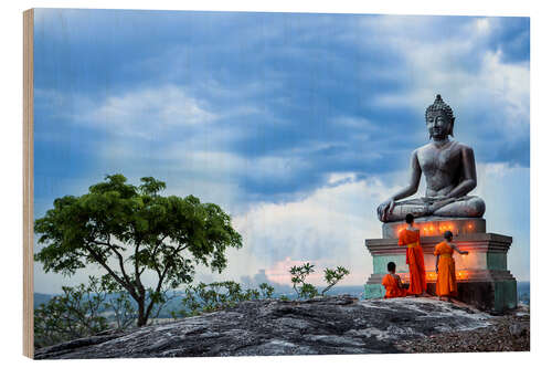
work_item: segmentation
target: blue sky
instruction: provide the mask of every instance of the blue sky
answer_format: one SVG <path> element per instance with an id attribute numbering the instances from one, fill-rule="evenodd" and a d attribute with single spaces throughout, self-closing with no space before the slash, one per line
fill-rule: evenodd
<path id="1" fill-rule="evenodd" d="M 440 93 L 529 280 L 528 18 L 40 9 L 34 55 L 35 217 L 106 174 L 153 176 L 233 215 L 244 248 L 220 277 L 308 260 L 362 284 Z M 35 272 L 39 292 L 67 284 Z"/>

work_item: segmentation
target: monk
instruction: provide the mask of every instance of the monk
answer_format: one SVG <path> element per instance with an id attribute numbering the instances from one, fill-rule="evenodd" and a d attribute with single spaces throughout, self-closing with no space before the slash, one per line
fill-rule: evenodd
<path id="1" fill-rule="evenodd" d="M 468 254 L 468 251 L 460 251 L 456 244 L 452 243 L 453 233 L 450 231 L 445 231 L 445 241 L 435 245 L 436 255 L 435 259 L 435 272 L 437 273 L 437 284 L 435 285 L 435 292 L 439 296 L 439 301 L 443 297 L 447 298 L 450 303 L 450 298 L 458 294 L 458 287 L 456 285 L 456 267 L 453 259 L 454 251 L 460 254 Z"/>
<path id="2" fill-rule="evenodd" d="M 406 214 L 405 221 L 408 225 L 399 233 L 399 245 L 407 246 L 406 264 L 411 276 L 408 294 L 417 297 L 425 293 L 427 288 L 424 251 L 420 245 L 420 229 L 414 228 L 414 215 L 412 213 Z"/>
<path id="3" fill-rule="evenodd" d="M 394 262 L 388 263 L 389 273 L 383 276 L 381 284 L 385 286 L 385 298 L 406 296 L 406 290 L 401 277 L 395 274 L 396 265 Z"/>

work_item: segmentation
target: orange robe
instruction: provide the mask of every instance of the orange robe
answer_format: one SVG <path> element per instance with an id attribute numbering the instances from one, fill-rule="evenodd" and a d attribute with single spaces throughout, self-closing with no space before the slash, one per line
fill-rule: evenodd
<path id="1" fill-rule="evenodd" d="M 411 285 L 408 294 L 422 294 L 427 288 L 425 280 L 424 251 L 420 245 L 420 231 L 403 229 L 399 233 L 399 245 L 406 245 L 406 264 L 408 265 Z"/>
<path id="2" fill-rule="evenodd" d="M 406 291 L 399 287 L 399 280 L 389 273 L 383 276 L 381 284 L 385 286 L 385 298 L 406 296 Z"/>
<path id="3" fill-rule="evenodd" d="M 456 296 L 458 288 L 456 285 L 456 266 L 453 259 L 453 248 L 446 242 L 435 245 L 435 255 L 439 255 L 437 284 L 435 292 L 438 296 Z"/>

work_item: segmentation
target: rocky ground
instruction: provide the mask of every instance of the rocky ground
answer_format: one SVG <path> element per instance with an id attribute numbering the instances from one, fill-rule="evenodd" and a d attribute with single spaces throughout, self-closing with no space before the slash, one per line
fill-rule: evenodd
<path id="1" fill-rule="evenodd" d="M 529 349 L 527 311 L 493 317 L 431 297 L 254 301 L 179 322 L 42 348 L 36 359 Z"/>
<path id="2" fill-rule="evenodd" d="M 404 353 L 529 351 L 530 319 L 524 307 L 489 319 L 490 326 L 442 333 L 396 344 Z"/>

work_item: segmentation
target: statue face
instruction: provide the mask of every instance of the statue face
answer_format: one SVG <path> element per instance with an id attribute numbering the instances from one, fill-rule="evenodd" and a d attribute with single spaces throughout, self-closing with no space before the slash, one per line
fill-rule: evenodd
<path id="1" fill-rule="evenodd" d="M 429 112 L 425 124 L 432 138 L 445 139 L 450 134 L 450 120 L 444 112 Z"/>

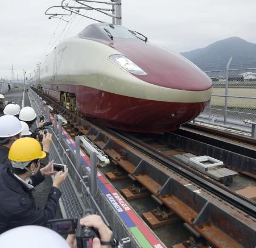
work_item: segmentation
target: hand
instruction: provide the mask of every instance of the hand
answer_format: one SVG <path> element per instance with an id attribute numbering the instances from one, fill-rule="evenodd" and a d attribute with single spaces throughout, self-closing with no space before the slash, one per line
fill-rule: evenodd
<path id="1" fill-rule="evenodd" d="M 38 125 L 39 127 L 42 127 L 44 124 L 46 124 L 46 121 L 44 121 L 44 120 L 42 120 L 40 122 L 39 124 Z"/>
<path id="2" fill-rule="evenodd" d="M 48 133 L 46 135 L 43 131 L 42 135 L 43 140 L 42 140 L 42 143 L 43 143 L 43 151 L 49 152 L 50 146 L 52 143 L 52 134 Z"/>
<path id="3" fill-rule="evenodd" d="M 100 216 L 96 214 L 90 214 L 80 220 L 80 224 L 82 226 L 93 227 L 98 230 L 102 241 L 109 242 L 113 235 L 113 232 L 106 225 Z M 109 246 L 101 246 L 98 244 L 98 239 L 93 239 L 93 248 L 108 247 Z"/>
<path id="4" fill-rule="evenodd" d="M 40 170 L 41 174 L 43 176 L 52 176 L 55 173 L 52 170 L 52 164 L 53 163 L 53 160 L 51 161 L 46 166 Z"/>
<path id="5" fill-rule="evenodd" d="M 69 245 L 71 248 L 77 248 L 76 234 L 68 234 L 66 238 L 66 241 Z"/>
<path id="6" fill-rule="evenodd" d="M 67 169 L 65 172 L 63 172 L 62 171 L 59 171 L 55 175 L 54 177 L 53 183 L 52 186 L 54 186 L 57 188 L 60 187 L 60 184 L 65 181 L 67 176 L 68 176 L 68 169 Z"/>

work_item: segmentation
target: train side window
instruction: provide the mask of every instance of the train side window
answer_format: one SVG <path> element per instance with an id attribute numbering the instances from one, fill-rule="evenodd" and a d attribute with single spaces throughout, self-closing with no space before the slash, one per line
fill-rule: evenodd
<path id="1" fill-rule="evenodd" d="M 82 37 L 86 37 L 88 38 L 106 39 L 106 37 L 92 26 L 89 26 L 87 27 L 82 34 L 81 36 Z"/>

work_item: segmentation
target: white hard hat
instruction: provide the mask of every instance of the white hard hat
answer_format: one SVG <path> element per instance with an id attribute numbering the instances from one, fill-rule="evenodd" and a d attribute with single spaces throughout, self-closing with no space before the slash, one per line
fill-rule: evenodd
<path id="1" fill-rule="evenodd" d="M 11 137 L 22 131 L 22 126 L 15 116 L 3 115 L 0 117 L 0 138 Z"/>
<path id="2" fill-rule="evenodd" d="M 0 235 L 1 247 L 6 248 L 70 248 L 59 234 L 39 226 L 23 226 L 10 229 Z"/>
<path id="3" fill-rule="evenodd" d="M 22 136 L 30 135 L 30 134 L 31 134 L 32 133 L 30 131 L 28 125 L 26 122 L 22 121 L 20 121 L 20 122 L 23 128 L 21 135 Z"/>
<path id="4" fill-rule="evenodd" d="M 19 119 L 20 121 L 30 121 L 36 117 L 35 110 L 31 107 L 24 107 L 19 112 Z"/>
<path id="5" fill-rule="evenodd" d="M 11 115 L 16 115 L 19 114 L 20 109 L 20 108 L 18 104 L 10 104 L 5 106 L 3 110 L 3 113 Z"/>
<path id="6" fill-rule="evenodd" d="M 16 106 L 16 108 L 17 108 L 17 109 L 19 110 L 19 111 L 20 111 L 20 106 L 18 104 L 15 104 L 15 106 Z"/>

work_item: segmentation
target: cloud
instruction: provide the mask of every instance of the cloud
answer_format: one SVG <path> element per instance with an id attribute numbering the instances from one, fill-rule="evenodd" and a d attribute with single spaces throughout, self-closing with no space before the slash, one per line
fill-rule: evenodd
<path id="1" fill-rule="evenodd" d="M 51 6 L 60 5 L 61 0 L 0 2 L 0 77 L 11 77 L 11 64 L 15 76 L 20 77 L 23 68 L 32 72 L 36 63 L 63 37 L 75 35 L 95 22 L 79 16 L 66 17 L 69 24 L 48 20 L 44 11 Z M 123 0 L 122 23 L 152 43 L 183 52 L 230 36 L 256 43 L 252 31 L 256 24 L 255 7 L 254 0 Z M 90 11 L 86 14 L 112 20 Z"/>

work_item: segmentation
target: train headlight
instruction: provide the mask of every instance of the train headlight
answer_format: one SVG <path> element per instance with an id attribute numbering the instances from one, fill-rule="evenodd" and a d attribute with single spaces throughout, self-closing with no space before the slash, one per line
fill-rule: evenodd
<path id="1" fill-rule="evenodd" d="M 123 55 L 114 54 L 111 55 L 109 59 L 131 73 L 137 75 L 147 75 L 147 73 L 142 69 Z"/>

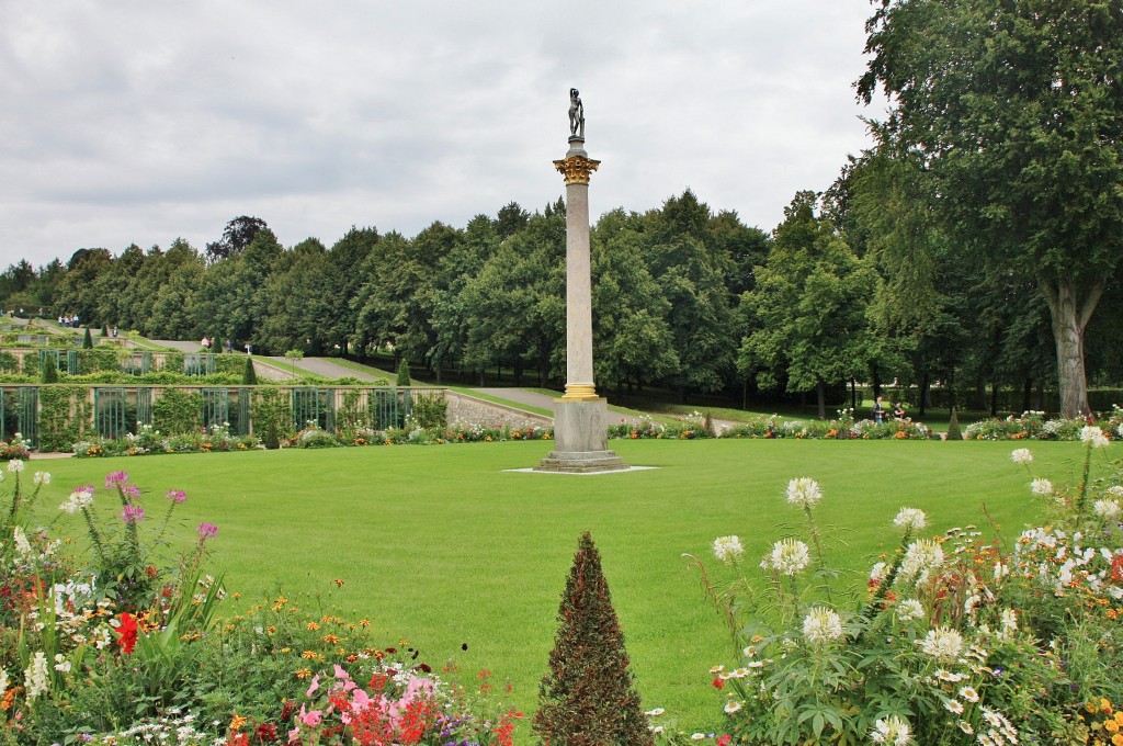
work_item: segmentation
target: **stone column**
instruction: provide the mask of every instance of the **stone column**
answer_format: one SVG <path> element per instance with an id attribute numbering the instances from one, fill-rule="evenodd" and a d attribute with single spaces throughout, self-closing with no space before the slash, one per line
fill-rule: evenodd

WHAT TO DO
Rewrite the items from the start through the line containing "440 93 L 529", inclusive, substituting "clear sky" for "blue sky" and leaving everything else unchanged. Leave the pictures out of the answer.

RESULT
work_item: segmentation
target: clear sky
instruction: provide the mask of every instance of the clear sky
answer_format: one SVG <path> element per instance with an id attribute numbering the instances from one, fill-rule="evenodd" and a d attribute with single spaces throughout, self-closing with no space before the slash, one per line
fill-rule: evenodd
<path id="1" fill-rule="evenodd" d="M 440 93 L 529 280 L 528 18 L 40 9 L 34 55 L 35 217 L 106 174 L 153 176 L 233 215 L 244 248 L 220 277 L 308 260 L 362 284 Z M 35 272 L 39 292 L 67 284 Z"/>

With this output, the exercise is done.